**PROBLEM REQUIREMENTS:**
Starting at the line that contains "In this exercise you will locate the white", copy each line through the final one exactly as written.

* * * *

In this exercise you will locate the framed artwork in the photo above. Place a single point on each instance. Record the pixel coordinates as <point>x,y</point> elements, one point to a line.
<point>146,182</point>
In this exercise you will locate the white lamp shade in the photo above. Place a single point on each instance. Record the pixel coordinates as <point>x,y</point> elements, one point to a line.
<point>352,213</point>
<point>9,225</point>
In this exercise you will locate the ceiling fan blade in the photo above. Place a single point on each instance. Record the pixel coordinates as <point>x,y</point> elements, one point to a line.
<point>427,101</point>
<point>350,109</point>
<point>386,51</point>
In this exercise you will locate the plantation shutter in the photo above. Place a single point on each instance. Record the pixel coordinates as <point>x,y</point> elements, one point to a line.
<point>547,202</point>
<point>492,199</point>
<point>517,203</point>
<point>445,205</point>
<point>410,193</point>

* * * *

**FULL OUTPUT:**
In this exercise you will locate the white lamp shade in the photo above. Place a single point on each instance. Record the pixel coordinates as <point>x,y</point> elements, one point to a line.
<point>352,213</point>
<point>9,225</point>
In this exercise you will locate the ceiling fan blade in the photo above. Place a single point on each instance. Record the pixel coordinates as <point>x,y</point> elements, one point to a line.
<point>427,101</point>
<point>350,109</point>
<point>386,51</point>
In this exercise you will locate the plantation shutter in the photo above. Place a single point on each instance. Record the pixel coordinates as <point>x,y</point> elements, one point to a line.
<point>547,202</point>
<point>492,199</point>
<point>517,203</point>
<point>445,205</point>
<point>410,193</point>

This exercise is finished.